● A block of data

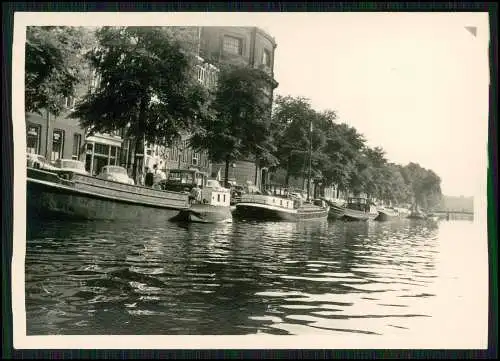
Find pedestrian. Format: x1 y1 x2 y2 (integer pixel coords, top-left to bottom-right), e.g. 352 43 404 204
144 167 154 187
189 184 201 204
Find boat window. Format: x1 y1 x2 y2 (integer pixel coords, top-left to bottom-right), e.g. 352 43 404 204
61 160 85 170
102 166 127 174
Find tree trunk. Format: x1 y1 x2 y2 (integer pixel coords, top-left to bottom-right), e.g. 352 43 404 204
132 137 144 181
254 159 260 189
224 157 229 188
132 96 149 180
285 156 292 187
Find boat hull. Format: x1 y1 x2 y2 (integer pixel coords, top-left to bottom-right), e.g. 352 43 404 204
234 203 328 222
26 167 187 221
375 210 400 222
170 204 233 223
342 208 378 221
328 204 345 219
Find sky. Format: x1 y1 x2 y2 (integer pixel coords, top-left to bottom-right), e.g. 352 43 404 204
14 12 489 196
250 13 489 196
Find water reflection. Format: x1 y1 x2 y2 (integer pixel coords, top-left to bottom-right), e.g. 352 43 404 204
26 215 482 335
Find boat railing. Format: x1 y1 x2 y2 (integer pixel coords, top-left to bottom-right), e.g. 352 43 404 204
69 173 187 200
241 194 297 209
26 167 75 187
28 169 189 209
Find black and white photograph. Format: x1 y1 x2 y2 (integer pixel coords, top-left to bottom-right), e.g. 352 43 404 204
12 12 490 349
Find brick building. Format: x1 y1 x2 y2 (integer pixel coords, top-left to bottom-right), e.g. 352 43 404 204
25 64 127 175
200 26 278 187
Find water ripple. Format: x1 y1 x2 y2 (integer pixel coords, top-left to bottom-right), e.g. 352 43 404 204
26 215 484 335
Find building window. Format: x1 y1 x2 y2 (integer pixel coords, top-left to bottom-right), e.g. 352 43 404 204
262 49 271 67
71 133 82 160
222 35 243 55
26 124 42 154
191 152 200 165
120 139 130 168
65 96 75 109
50 129 64 161
89 70 101 93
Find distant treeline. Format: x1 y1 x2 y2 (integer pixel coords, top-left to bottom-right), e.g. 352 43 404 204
438 195 474 212
271 96 441 208
25 27 441 208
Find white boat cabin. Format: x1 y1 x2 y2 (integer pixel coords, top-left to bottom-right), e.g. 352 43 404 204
346 197 377 213
162 169 231 207
241 194 298 209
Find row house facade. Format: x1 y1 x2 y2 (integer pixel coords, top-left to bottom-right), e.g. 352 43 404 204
25 66 123 175
200 26 278 188
122 54 219 179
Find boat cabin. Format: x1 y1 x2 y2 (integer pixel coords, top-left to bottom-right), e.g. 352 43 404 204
346 197 376 213
160 169 231 207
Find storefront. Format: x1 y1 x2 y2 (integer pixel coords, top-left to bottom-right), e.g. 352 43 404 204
85 135 122 175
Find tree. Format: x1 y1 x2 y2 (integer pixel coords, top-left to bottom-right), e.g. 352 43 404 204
72 27 210 176
25 26 94 115
324 123 365 189
272 96 316 185
402 162 442 208
191 66 276 186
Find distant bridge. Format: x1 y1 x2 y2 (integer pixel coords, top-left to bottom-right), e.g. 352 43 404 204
433 210 474 216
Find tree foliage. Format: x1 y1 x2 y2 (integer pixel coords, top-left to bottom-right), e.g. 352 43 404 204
72 27 210 145
273 96 441 207
191 66 275 181
25 26 94 115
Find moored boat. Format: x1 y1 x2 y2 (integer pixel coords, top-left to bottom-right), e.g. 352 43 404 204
160 169 233 223
27 167 189 220
375 207 400 222
325 199 345 219
342 197 379 221
234 194 329 221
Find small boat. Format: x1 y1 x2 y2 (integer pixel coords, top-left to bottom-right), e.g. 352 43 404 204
341 197 379 221
160 169 233 223
26 167 189 220
375 207 400 222
234 194 330 221
407 205 427 219
324 198 345 219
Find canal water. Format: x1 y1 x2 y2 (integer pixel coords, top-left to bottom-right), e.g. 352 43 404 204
25 215 488 341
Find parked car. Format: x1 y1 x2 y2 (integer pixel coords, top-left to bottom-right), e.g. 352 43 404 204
54 159 90 175
26 153 58 170
96 165 135 184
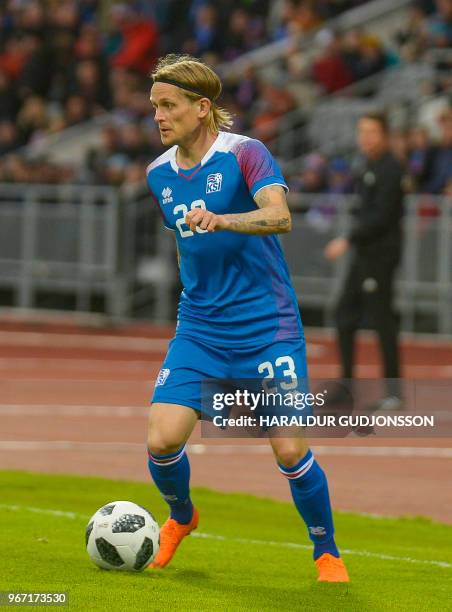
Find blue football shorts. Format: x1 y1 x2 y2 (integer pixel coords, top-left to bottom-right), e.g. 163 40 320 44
152 335 308 418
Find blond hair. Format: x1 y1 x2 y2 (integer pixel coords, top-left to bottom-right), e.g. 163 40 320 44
151 53 234 133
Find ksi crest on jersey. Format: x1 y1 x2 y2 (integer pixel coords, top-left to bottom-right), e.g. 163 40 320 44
206 172 223 193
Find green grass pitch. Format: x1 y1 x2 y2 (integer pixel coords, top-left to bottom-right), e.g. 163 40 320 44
0 472 452 612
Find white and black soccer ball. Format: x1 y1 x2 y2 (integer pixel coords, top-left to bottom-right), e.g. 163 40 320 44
86 501 160 571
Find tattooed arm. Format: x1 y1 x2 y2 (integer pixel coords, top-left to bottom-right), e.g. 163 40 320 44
185 185 292 236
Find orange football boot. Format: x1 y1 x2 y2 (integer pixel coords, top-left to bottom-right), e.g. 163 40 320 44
149 508 199 568
315 553 350 582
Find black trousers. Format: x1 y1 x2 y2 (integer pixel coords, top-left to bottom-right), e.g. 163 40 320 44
336 253 400 395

● EXERCISE PROMPT
Restate every record exactly, please; do not copy the pictures.

● RIGHT ANSWER
Find pedestrian. Format: x1 y1 x2 y2 (integer pixel coords, top-left to bottom-right), e.g. 352 43 404 204
144 167 154 187
189 184 201 204
Find boat window. Format: x1 y1 x2 y2 (integer pixel coords, top-left to bottom-right), e.g. 352 43 404 204
61 160 85 170
102 166 127 174
Find tree trunk. Format: x1 y1 x2 y2 (integer pixel coords, top-left to bottom-right), e.g. 352 43 404 204
132 137 144 181
254 159 260 189
224 157 229 188
132 96 149 180
285 156 292 187
Find boat hull. Format: x1 y1 x2 y2 (integer pixel coords, top-left to bottom-right), e.g. 352 43 404 204
234 203 328 222
26 167 187 221
375 210 400 222
170 204 233 223
342 208 378 221
328 204 345 219
Find sky. Format: x1 y1 x2 y2 (integer pixel coords, top-left to bottom-right), e.g. 352 43 404 204
14 12 489 196
250 13 489 196
Find water reflection. Format: x1 y1 x2 y2 (integer pixel coords, top-left to bottom-right), e.g. 352 43 404 204
26 215 482 335
Find boat railing. Format: x1 y1 x2 y2 (integer pixel coords, top-left to bottom-right), e.g. 352 43 404 204
69 173 187 200
241 194 297 209
26 167 75 187
28 169 189 209
Find black and white photograph. Format: x1 y1 x2 y2 (integer pixel coords, top-left to bottom-right), e.g. 352 43 404 204
12 12 490 349
Find brick building. Format: x1 y1 x2 y2 (integer pixel coords, top-left to bottom-right), e.g. 352 43 404 204
25 64 127 175
200 26 278 187
Find water ripple. Format: x1 y1 x2 y2 (integer pixel coords, top-left to bottom-right), e.g. 352 43 404 204
26 215 484 335
Find building window. Format: x1 y1 x2 y2 (integer pixel coords, top-left to bottom-right), e.g. 352 43 404 204
262 49 271 67
71 133 82 160
222 35 243 55
26 124 42 154
191 152 200 165
120 139 130 168
65 96 75 109
50 129 64 161
89 70 101 93
Find distant treeline. Format: x1 y1 x2 y2 (integer pixel coords, top-left to bottom-right), e.g. 352 43 404 204
438 195 474 212
271 96 441 208
25 27 441 208
Find white boat cabin. Format: x1 y1 x2 y2 (integer pixel coords, top-left to bottom-right), e.g. 352 43 404 204
346 197 377 213
162 169 231 207
241 194 298 209
Find row house facade. Format: x1 y1 x2 y2 (integer pixel coords, top-left to bottom-right), e.g. 352 43 404 204
25 66 123 175
200 26 278 188
122 54 219 179
Find boat cabin. Format: x1 y1 x2 y2 (integer pixel coords, top-left to bottom-right), e.g. 352 43 404 204
346 197 376 213
160 169 231 207
Find storefront. Format: x1 y1 x2 y2 (integer pixel coords, top-left to bottom-right), e.g. 352 43 404 204
85 135 122 175
Find tree. Format: x1 y1 x2 y2 (integer pixel coords, top-left to bottom-right), e.g. 352 43 404 204
72 27 210 176
25 26 94 115
324 123 365 189
272 96 316 185
402 162 442 208
191 66 276 186
Find distant bridge. Format: x1 y1 x2 y2 (integer pixel coords, top-left to bottom-right), e.g. 352 43 404 204
433 210 474 216
Find tree foliage. Format: x1 y1 x2 y2 (integer pixel coords, top-left to bottom-right), e.g. 352 43 404 204
72 27 210 145
273 96 441 207
191 66 275 181
25 26 94 115
Find moored boat. Format: x1 y1 x2 y2 (integer pixel coords, top-left to bottom-right), e.g. 352 43 404 204
160 169 233 223
27 167 189 220
375 207 400 222
325 199 345 219
342 197 379 221
234 194 329 221
Find small boat. Format: x1 y1 x2 y2 (integer pixel coords, top-left to bottom-right), e.g. 352 43 404 204
341 197 379 221
160 169 233 223
26 167 189 220
375 207 400 222
234 194 330 221
407 205 427 219
324 198 345 219
Find canal water. Format: x1 y1 x2 y2 (integer pixel coords, top-left to bottom-right), e.g. 352 43 404 204
25 215 488 341
Find parked car. Format: x1 y1 x2 y2 (integer pixel coords, top-left to bottom-right), e.g. 352 43 404 204
54 159 90 175
26 153 58 170
96 165 135 184
Find blue football shorts. Format: x1 y1 x2 y2 (integer pixel coords, top-left to bottom-right), e.g. 163 40 320 44
152 335 308 418
Find blond hair. Format: x1 y1 x2 y2 (integer pixel coords, top-left to bottom-right), e.g. 163 40 320 44
151 53 234 133
Find ksi crest on jersey. Format: x1 y1 x2 y2 (integer pixel coords, top-left to bottom-right), e.g. 163 40 320 44
206 172 223 193
Find green grass pitch. Format: x1 y1 x2 y2 (integer pixel coords, top-left to bottom-right), e.g. 163 40 320 44
0 472 452 612
Find white and black soccer ball. Format: x1 y1 x2 y2 (integer pixel coords, top-left to bottom-right), e.g. 163 40 320 44
86 501 160 571
Find tattooed arm. Format: x1 y1 x2 y2 (integer pixel coords, top-left to bottom-right), e.g. 163 40 320 44
185 185 292 236
Find orange football boot. Format: x1 y1 x2 y2 (integer pixel coords, top-left to bottom-right), e.g. 163 40 320 44
149 508 199 568
315 553 350 582
Find black trousers. Format: x1 y1 x2 y2 (integer pixel coords, top-left to bottom-right), e.g. 163 40 320 44
336 253 400 395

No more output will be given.